:: Dataset entries

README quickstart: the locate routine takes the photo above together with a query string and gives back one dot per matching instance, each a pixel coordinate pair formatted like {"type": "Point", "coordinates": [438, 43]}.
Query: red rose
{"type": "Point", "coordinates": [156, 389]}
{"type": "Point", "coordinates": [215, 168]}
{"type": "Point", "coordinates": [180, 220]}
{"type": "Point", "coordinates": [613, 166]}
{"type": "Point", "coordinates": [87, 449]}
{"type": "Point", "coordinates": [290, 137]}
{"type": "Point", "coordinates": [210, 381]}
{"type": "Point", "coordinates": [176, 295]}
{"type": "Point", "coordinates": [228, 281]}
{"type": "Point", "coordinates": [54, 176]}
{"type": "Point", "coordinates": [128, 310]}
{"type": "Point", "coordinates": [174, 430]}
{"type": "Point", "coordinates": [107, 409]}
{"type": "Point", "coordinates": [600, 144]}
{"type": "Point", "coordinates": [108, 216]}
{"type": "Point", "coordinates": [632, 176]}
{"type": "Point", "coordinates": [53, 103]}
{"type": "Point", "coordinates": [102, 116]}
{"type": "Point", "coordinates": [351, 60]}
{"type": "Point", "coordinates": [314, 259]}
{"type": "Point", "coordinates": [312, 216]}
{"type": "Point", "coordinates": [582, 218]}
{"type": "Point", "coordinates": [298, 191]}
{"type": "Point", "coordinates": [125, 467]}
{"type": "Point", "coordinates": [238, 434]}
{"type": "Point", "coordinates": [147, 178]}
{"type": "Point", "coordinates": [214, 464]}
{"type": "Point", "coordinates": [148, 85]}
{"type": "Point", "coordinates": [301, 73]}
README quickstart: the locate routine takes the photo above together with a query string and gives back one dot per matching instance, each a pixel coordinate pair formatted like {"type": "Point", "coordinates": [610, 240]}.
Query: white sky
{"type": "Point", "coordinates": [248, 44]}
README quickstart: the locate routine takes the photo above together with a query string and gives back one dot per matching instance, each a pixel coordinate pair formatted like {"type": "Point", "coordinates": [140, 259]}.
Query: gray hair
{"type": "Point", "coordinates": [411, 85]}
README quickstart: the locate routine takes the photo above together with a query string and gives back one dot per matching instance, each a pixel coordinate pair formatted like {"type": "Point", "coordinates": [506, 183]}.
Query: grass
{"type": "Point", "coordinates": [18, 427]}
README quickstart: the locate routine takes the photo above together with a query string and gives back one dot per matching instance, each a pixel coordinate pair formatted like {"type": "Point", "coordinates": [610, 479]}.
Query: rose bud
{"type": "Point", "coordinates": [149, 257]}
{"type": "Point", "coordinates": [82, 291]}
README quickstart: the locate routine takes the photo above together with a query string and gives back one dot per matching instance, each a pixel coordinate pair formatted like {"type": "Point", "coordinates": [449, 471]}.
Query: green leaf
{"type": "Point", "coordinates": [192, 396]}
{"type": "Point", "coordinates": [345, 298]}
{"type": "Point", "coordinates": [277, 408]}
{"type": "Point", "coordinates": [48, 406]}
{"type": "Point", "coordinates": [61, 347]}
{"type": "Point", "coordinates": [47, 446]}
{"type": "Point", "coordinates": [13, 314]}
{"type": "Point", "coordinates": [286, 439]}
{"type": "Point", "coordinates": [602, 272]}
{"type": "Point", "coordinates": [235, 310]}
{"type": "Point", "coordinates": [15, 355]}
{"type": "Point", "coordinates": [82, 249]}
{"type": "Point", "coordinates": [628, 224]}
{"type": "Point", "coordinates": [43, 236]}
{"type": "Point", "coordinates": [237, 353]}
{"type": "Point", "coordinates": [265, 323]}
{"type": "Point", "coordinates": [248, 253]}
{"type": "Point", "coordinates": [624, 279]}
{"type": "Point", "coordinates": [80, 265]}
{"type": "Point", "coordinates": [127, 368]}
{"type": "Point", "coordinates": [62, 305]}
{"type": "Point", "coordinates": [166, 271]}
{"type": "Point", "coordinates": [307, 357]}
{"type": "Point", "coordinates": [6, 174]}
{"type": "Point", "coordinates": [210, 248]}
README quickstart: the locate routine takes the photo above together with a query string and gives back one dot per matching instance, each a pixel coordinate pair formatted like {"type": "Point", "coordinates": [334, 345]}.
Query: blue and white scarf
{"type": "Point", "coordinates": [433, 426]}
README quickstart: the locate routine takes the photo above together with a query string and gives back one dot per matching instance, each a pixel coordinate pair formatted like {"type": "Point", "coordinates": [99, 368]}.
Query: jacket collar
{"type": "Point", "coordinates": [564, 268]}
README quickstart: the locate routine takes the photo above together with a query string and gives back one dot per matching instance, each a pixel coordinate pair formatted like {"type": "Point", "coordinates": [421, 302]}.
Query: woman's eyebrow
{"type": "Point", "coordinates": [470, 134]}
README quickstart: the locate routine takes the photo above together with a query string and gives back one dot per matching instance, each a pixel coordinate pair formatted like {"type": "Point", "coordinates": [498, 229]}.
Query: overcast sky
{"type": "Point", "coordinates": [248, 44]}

::::

• **Given request**
Reproduce the listing shown above in its entirety, exactly.

• **Exercise output**
README quickstart: the locate routine takes the photo above together with a query string and gives back one dot per matching instance, each a pixel coordinate pair formatted like {"type": "Point", "coordinates": [438, 43]}.
Query: red rose
{"type": "Point", "coordinates": [156, 389]}
{"type": "Point", "coordinates": [215, 168]}
{"type": "Point", "coordinates": [180, 220]}
{"type": "Point", "coordinates": [613, 166]}
{"type": "Point", "coordinates": [87, 449]}
{"type": "Point", "coordinates": [290, 137]}
{"type": "Point", "coordinates": [210, 381]}
{"type": "Point", "coordinates": [176, 295]}
{"type": "Point", "coordinates": [228, 281]}
{"type": "Point", "coordinates": [54, 176]}
{"type": "Point", "coordinates": [128, 310]}
{"type": "Point", "coordinates": [174, 430]}
{"type": "Point", "coordinates": [107, 409]}
{"type": "Point", "coordinates": [600, 144]}
{"type": "Point", "coordinates": [108, 216]}
{"type": "Point", "coordinates": [632, 176]}
{"type": "Point", "coordinates": [53, 103]}
{"type": "Point", "coordinates": [102, 116]}
{"type": "Point", "coordinates": [351, 60]}
{"type": "Point", "coordinates": [314, 259]}
{"type": "Point", "coordinates": [312, 216]}
{"type": "Point", "coordinates": [582, 218]}
{"type": "Point", "coordinates": [298, 191]}
{"type": "Point", "coordinates": [125, 467]}
{"type": "Point", "coordinates": [238, 434]}
{"type": "Point", "coordinates": [147, 178]}
{"type": "Point", "coordinates": [214, 464]}
{"type": "Point", "coordinates": [148, 85]}
{"type": "Point", "coordinates": [301, 73]}
README quickstart: the locate routine takes the photo above together with a query string and gives back one dot per matching instance, each a pixel coordinate pair formatted like {"type": "Point", "coordinates": [610, 240]}.
Query: white sky
{"type": "Point", "coordinates": [248, 44]}
README quickstart: the locate routine takes the photo above together with a query string and gives back one dot per matching instance, each a pixel coordinate pair formatted like {"type": "Point", "coordinates": [140, 259]}.
Query: gray hair
{"type": "Point", "coordinates": [411, 85]}
README quickstart: the locate routine takes the photo above together with a query string and gives back one dot per matching instance, each a pixel coordinate pair formatted like {"type": "Point", "coordinates": [506, 183]}.
Query: grass
{"type": "Point", "coordinates": [18, 427]}
README quickstart: the locate routine takes the photo above together with a query string and gives back one dot per matching instance, each a pixel coordinate pair formatted like {"type": "Point", "coordinates": [610, 479]}.
Query: rose bud
{"type": "Point", "coordinates": [149, 257]}
{"type": "Point", "coordinates": [82, 291]}
README quickstart: the locate routine takes the photo above together with a query string and gives back one dot per matching instance, each a pixel coordinate pair formatted like {"type": "Point", "coordinates": [449, 471]}.
Query: green leaf
{"type": "Point", "coordinates": [192, 396]}
{"type": "Point", "coordinates": [345, 298]}
{"type": "Point", "coordinates": [277, 408]}
{"type": "Point", "coordinates": [48, 406]}
{"type": "Point", "coordinates": [61, 347]}
{"type": "Point", "coordinates": [47, 446]}
{"type": "Point", "coordinates": [13, 314]}
{"type": "Point", "coordinates": [286, 439]}
{"type": "Point", "coordinates": [602, 272]}
{"type": "Point", "coordinates": [235, 310]}
{"type": "Point", "coordinates": [15, 355]}
{"type": "Point", "coordinates": [82, 249]}
{"type": "Point", "coordinates": [628, 224]}
{"type": "Point", "coordinates": [43, 236]}
{"type": "Point", "coordinates": [237, 353]}
{"type": "Point", "coordinates": [265, 323]}
{"type": "Point", "coordinates": [248, 253]}
{"type": "Point", "coordinates": [624, 279]}
{"type": "Point", "coordinates": [80, 265]}
{"type": "Point", "coordinates": [127, 368]}
{"type": "Point", "coordinates": [62, 305]}
{"type": "Point", "coordinates": [166, 271]}
{"type": "Point", "coordinates": [307, 357]}
{"type": "Point", "coordinates": [6, 174]}
{"type": "Point", "coordinates": [210, 248]}
README quickstart: the locate routine takes the photo above together with a query string and gives back one dot per matching instance, each a pixel coordinate pair formatted like {"type": "Point", "coordinates": [334, 345]}.
Query: blue and white scarf
{"type": "Point", "coordinates": [433, 426]}
README quickstart: the locate routine takes the photo above together with a query string and gives back one dot per matching instance, each a pixel coordinate pair formatted like {"type": "Point", "coordinates": [99, 368]}.
Query: jacket collar
{"type": "Point", "coordinates": [564, 268]}
README quickstart: the locate routine takes the photo above together with a query string and gives back one dot per matching instance, each a pixel coordinate pair formatted like {"type": "Point", "coordinates": [421, 302]}.
Query: woman's eyebrow
{"type": "Point", "coordinates": [470, 134]}
README quickstart: the locate routine takes the photo above together with a query string and gives back one dot per matching instance, each a pixel coordinate pair formatted like {"type": "Point", "coordinates": [498, 229]}.
Query: overcast sky
{"type": "Point", "coordinates": [248, 44]}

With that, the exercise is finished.